**TASK BRIEF**. Please transcribe every one of the following entries line for line, changing nothing.

....

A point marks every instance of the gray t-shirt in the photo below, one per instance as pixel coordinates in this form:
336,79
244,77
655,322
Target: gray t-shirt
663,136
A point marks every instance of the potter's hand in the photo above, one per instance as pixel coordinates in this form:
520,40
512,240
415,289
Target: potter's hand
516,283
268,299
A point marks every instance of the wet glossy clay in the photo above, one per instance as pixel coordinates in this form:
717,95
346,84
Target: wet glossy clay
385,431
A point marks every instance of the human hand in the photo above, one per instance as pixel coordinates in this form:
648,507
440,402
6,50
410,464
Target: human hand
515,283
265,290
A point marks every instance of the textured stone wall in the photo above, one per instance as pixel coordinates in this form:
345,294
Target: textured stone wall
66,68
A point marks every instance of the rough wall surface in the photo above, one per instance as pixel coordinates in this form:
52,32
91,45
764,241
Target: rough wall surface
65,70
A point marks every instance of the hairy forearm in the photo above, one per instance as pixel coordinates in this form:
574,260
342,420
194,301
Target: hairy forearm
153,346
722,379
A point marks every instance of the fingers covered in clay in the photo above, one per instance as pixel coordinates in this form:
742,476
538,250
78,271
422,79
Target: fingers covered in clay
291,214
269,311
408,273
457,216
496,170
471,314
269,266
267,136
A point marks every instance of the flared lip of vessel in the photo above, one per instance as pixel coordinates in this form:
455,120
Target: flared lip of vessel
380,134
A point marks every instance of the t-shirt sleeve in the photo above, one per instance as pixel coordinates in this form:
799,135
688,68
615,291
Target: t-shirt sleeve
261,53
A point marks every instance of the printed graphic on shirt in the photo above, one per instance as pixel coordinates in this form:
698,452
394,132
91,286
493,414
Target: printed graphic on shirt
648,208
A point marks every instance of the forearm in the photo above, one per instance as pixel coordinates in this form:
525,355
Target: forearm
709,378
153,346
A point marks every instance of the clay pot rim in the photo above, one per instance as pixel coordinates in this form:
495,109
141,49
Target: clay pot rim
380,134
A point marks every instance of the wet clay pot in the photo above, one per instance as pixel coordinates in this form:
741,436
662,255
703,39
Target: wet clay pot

....

**SOLUTION FOR THIS TASK**.
A point marks every instance of the gray t-shirt in the photo below, one per instance as pixel coordinates in this form:
336,79
244,77
655,322
Target: gray t-shirt
663,136
A point marks every instance of the potter's hand in the photo above, one per instance as pixel coordinates in this form:
520,40
512,240
415,289
Target: potter's hand
516,283
268,299
A point marks every instance of the wet glossy clay in the photo above, one per instance as pixel coordinates in this form:
717,95
346,84
Target: wet glossy clay
385,431
A point marks every instance of the human hand in the photo above, one per instance as pixel coordinates in this form:
648,507
440,402
6,50
410,464
Target: human hand
515,283
265,290
A point marks every instance of the textured stone wall in the photo above, one per instance as pixel coordinates in this form:
345,294
Target: textured stone wall
66,68
A point marks every instance of the rough wall surface in the photo above, one per instance as pixel coordinates in this form:
52,32
91,45
764,241
Target: rough wall surface
65,70
A point marks every instance of the hairy forearm in the photo above, one per instance as pixel coordinates in this form:
574,260
342,420
194,301
Target: hairy forearm
153,346
722,379
A point marks every instance of the fingers covered in clay in the photo above, one per instance as pixel coordinates in this form:
742,476
538,250
78,271
422,79
Target: fingers covered in clay
291,214
269,311
408,273
457,216
496,170
471,314
269,266
267,136
A point marks every instance of the flared lip of vessel in the photo above, one per instance as pixel coordinates in this form:
455,120
Target: flared lip of vessel
380,134
A point marks every instance of the t-shirt sleeve in the photo above, one per instance as pixel coordinates in this form:
799,135
688,68
615,291
Target: t-shirt sleeve
261,53
A point marks every instance of the printed graphic on shirt in the photo above, one per instance as pixel coordinates in this form:
698,452
394,132
91,286
493,414
Target: printed graphic on shirt
648,208
A point marks every instance of the forearm in the photo above, one per instance as pixel coordinates in this form:
525,355
Target: forearm
709,378
153,346
A point marks every instance of the clay pot rim in the photo above, one per instance as pixel coordinates in this form:
495,109
141,49
Target: clay pot rim
380,134
A point marks every instance of the wet clay pot in the photo above, one per instance as pixel coordinates in this form:
741,436
662,255
703,39
Target: wet clay pot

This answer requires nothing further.